[Exercício proposto 1]
Responda com base no texto sobre igualdade no ambiente de trabalho:
(a) Segundo Gisele Cittadino, a Constituição Federal de 1988 confere prioridade a quais valores?
(b) Para Nancy Fraser, a busca pela igualdade de condições no ambiente de trabalho é questão de justiça social e também de quê?
(c) Segundo a pesquisa People & Organizacional Performance, o que tendem a obter as empresas no quartil superior em diversidade de gênero ou de raça e etnia?
[Exercício proposto 2]
Por favor, imprima da listagem as linhas desde a que contém "[mark] brown mulch" até o fim da listagem, com as duas pontas incluídas, deixando de fora as imagens.

[Texto citado]
Gisele Cittadino assegura que a Constituição Federal de 1988 confere prioridade aos valores da igualdade e da dignidade humana, tendo como premissa a diminuição das desigualdades sociais a partir da distribuição igualitária de bens públicos e da igualdade de oportunidade, o que é assegurado pelos direitos fundamentais sociais (CITTADINO, pág 15,2004).
Para a garantia desses direitos, as políticas adotadas no ambiente de trabalho devem promover a crença de que a igualdade deve moldar-se no respeito à diferença e à diversidade, orientadas para a norma de paridade de participação, que leve em consideração o aspecto econômico e o cultural, mas sem que um reduza o outro. Deve ter êxito ao confrontar tanto elementos vinculados à redistribuição quanto ao reconhecimento, ou seja: a justiça deve ser compreendida sob a ótica da justiça distributiva (distribuição equitativa de recursos) e a de reconhecimento (igual reconhecimento das diferentes identidades de grupos em determinada sociedade). Esses paralelos poderão ajudar a compreender à tensão entre políticas de reconhecimento de identidades e políticas de redistribuição, focadas na ideia de igualdade com equidade.
Não poderíamos falar sobre igualdade de gênero sem mencionar uma das principais referências do feminismo, a teórica crítica feminista norte-americana Nancy Fraser, que afirma que a busca pela igualdade de condições no ambiente de trabalho não é somente questão de justiça social, mas de desenvolvimento econômico porque está relacionada tanto com a lucratividade como com a criação de valor, e evidenciam, cada vez mais, que empresas que valorizam e adotam a diversidade apresentam melhor performance financeira (FRASER, p.7-109, 2003).
Nesse sentido, os dados das pesquisa People & Organizacional Performance constatou que as empresas no quartil superior em termos de diversidade de gênero ou de raça e etnia tendem a obter retornos financeiros acima da média do setor. As empresas que têm essas dimensões no quartil inferior são estatisticamente menos propensas a obter retornos acima da média. Além disso, a diversidade é provavelmente um diferencial competitivo que, ao longo do tempo, transfere market share para as empresas mais diversificadas. (MCKINSEY & COMPANY, 2017).

[Material]
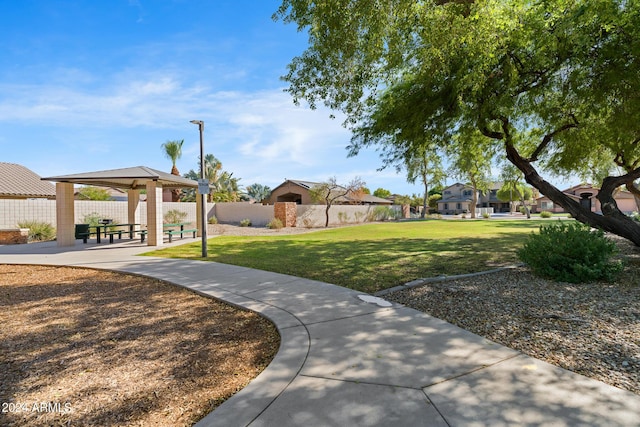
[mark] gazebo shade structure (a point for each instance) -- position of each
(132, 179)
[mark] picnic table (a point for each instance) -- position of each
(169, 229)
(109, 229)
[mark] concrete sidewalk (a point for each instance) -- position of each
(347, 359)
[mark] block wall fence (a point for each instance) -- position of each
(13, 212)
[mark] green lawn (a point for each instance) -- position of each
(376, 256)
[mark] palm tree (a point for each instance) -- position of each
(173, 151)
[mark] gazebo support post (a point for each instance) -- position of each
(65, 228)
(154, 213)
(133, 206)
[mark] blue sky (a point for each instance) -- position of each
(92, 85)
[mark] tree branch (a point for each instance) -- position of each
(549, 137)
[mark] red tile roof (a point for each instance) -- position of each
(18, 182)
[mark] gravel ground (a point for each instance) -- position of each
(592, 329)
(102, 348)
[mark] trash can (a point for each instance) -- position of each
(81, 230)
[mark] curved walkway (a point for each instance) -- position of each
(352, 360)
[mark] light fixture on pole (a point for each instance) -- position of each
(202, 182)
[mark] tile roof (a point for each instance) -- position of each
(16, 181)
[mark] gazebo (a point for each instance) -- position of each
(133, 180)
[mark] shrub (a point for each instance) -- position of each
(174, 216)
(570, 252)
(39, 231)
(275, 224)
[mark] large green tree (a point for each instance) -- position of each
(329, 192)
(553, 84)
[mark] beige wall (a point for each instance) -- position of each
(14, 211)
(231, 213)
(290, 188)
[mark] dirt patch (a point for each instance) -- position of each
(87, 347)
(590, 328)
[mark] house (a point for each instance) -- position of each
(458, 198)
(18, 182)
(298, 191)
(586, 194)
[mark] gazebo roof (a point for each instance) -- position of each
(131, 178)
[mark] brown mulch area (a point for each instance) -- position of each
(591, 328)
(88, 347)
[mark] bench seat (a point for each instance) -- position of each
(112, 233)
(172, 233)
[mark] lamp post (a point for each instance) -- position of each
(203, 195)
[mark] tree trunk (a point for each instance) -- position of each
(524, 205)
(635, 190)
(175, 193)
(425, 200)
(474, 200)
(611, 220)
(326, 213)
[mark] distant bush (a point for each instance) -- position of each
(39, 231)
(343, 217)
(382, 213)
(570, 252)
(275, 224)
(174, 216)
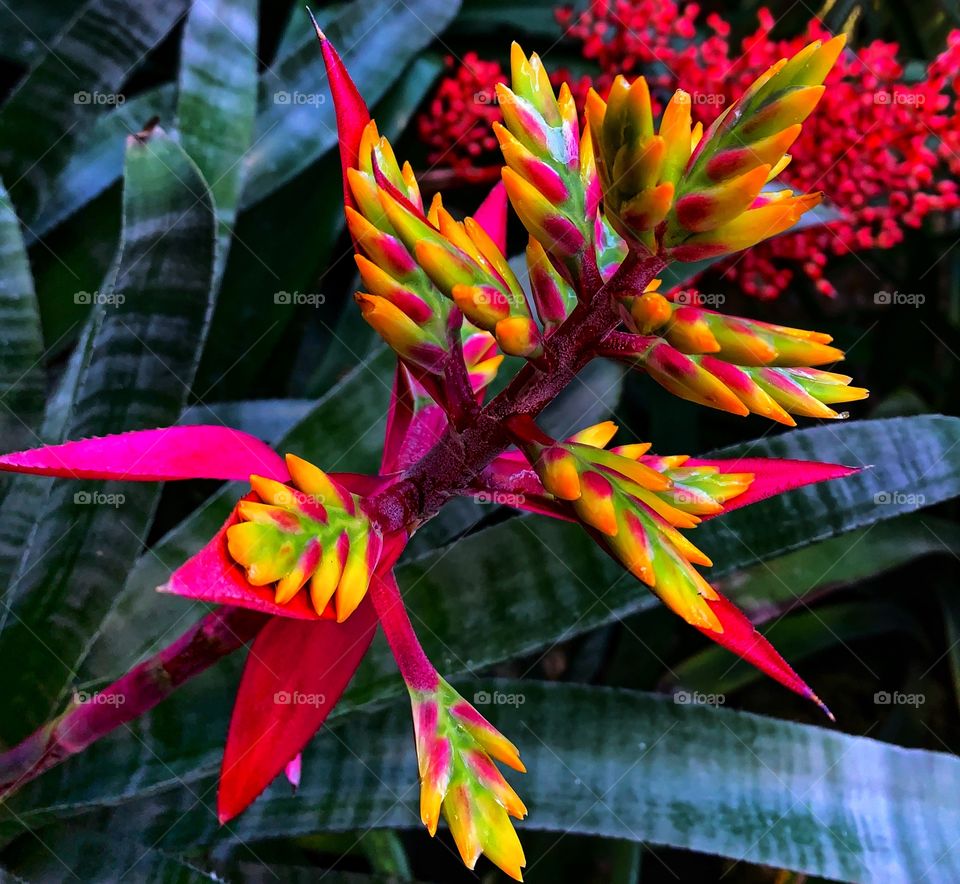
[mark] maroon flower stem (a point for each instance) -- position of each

[Resolução 1]
(a) Aos valores da igualdade e da dignidade humana.
(b) De desenvolvimento econômico.
(c) Retornos financeiros acima da média do setor.

[Resolução 2]
[mark] brown mulch area (a point for each instance) -- position of each
(591, 328)
(88, 347)
[mark] bench seat (a point for each instance) -- position of each
(112, 233)
(172, 233)
[mark] lamp post (a point for each instance) -- position of each
(203, 195)
[mark] tree trunk (a point for each instance) -- position of each
(524, 205)
(635, 190)
(175, 193)
(425, 200)
(474, 200)
(611, 220)
(326, 213)
[mark] distant bush (a point for each instance) -- position of each
(39, 231)
(343, 217)
(382, 213)
(570, 252)
(275, 224)
(174, 216)
[mark] maroon flower stem (a point for each instance) -- position of each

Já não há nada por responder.